Problem statement: Each line of the data should be transcribed exactly as given.

Data records:
# # # # #

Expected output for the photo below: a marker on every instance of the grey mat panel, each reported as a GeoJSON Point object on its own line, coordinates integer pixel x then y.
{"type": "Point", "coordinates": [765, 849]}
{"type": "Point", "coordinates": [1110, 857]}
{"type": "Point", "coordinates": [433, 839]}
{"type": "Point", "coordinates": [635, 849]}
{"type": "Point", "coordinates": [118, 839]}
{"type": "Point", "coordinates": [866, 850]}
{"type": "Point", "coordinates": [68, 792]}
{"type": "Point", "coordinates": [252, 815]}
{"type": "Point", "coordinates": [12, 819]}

# # # # #

Solution:
Expected output for the photo below: a marker on every instance of the grey mat panel, each reported as a GeoJSON Point object on its own line, coordinates integer pixel x then y.
{"type": "Point", "coordinates": [765, 849]}
{"type": "Point", "coordinates": [1110, 857]}
{"type": "Point", "coordinates": [433, 839]}
{"type": "Point", "coordinates": [635, 849]}
{"type": "Point", "coordinates": [118, 839]}
{"type": "Point", "coordinates": [866, 850]}
{"type": "Point", "coordinates": [68, 792]}
{"type": "Point", "coordinates": [252, 815]}
{"type": "Point", "coordinates": [12, 819]}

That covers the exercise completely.